» **Activity**:
Print all of the records below again without a single difference.

» **Data under study**:
━━━━━━━━━━━━━━━━

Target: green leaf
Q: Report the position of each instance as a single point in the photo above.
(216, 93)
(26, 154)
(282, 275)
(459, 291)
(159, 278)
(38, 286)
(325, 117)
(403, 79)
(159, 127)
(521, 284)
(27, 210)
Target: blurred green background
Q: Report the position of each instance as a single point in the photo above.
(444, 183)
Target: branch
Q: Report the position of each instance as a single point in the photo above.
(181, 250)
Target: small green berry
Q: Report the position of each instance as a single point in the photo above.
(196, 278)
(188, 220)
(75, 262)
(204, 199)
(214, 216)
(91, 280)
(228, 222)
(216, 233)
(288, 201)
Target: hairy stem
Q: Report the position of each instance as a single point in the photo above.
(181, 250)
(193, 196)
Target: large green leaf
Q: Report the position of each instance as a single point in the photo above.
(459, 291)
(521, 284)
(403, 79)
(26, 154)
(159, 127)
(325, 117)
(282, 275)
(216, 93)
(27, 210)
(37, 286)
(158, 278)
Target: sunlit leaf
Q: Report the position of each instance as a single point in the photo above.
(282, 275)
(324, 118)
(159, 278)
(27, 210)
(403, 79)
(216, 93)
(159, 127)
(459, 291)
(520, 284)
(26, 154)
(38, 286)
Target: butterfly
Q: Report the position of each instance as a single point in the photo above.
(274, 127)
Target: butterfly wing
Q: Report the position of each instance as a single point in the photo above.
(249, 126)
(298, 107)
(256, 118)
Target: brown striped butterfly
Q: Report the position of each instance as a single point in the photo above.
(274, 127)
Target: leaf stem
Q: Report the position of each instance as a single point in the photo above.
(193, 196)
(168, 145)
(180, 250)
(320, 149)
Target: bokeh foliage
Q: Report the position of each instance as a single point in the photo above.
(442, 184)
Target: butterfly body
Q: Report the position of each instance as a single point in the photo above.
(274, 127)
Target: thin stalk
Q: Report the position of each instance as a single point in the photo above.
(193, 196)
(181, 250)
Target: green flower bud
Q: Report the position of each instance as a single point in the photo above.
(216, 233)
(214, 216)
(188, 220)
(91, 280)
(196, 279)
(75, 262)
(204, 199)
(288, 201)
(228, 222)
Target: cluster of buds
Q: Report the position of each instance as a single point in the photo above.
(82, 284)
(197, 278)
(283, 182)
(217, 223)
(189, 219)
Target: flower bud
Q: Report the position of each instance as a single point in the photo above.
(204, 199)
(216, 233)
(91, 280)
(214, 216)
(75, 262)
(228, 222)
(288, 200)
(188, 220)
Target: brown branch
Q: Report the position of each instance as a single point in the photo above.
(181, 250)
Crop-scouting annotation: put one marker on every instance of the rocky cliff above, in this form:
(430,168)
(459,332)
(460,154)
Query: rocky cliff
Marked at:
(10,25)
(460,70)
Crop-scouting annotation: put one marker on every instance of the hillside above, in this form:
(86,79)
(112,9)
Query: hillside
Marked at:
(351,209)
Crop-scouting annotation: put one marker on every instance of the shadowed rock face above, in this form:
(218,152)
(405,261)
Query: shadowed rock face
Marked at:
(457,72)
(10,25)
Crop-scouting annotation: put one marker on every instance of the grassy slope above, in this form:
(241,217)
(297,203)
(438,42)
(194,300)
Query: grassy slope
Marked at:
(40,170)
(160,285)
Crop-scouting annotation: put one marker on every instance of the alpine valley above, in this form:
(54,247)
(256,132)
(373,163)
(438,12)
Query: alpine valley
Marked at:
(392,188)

━━━━━━━━━━━━━━━━

» **Solution for this exercise**:
Target: green leaf
Q: Report the position of each instance as a single point in the photo above.
(216, 93)
(26, 154)
(282, 275)
(459, 291)
(159, 278)
(38, 286)
(325, 117)
(403, 79)
(159, 127)
(521, 284)
(27, 210)
Target: blurred green background
Q: Report the position of each instance as a single point in the photo above.
(444, 183)
Target: branch
Q: Report the position of each instance as a single point in the photo above.
(181, 250)
Target: small green berry
Q: Report the position of each instance as a single point in the photo above.
(196, 278)
(188, 220)
(75, 262)
(204, 199)
(214, 216)
(91, 280)
(228, 222)
(216, 233)
(288, 201)
Target: hairy stem
Q: Report the position of each instance as a single point in the photo above.
(181, 250)
(193, 196)
Target: large green leaf
Q: Report the position of each instance as a single point in the photo above.
(459, 291)
(521, 284)
(403, 79)
(26, 154)
(159, 127)
(325, 117)
(282, 275)
(216, 93)
(27, 210)
(37, 286)
(158, 278)
Target: sunlit leaf
Q: Report the position of each instance as a single point in the photo above.
(282, 275)
(324, 118)
(159, 278)
(27, 210)
(403, 79)
(216, 93)
(159, 127)
(459, 291)
(520, 284)
(26, 154)
(38, 286)
Target: butterfly
Q: Report the position of each instance as a single point in the photo above.
(274, 127)
Target: butterfly wing
Q: Report the position of each instance as a single point in the photo above.
(249, 126)
(298, 107)
(256, 118)
Target: brown striped butterfly
Q: Report the position of each instance as a single point in the photo above.
(274, 127)
Target: leaf stem
Q: Report the position of each instance as a single point in the photo above.
(193, 196)
(168, 145)
(180, 250)
(320, 149)
Target: bokeh foliage
Q: Report the position of each instance as a single point in the photo above.
(442, 184)
Target: butterfly body
Q: Report the position of each instance as a single point in the photo above.
(274, 127)
Target: thin stalk
Q: Report the position of each instance as a single point in the photo above.
(193, 196)
(181, 250)
Target: green flower bud
Q: Report the position of each instance as a single point in the photo above.
(216, 233)
(214, 216)
(188, 220)
(91, 280)
(196, 279)
(75, 262)
(204, 199)
(288, 201)
(228, 222)
Target: cluster of buds
Q: Report the position of each instance as a single point in the photo above.
(82, 284)
(197, 278)
(283, 182)
(217, 223)
(189, 219)
Target: flower bud
Q: Report the position of each instance as a single point in the photo above.
(204, 199)
(216, 233)
(91, 280)
(214, 216)
(75, 262)
(228, 222)
(288, 200)
(188, 220)
Target: brown branch
Q: Report the position of each instance as a single point in the photo above.
(181, 250)
Crop-scouting annotation: put one marker on every instance of the rocky cliff above, in this form:
(430,168)
(459,332)
(460,154)
Query: rocky cliff
Marked at:
(10,25)
(460,70)
Crop-scouting annotation: put one marker on every instance of the hillside above, in this form:
(86,79)
(112,9)
Query: hillside
Marked at:
(351,209)
Crop-scouting annotation: put one marker on every instance of the shadowed rock face above, in this form:
(218,152)
(405,261)
Query: shadowed rock face
Marked at:
(457,72)
(10,25)
Crop-scouting annotation: put one marker on every instance of the grassy slope above, in this form:
(241,217)
(297,203)
(438,42)
(194,300)
Query: grassy slope
Marked at:
(40,170)
(160,285)
Crop-scouting annotation: put one marker on every instance of the alpine valley above, in this form:
(54,247)
(256,132)
(373,163)
(438,12)
Query: alpine valley
Marked at:
(392,188)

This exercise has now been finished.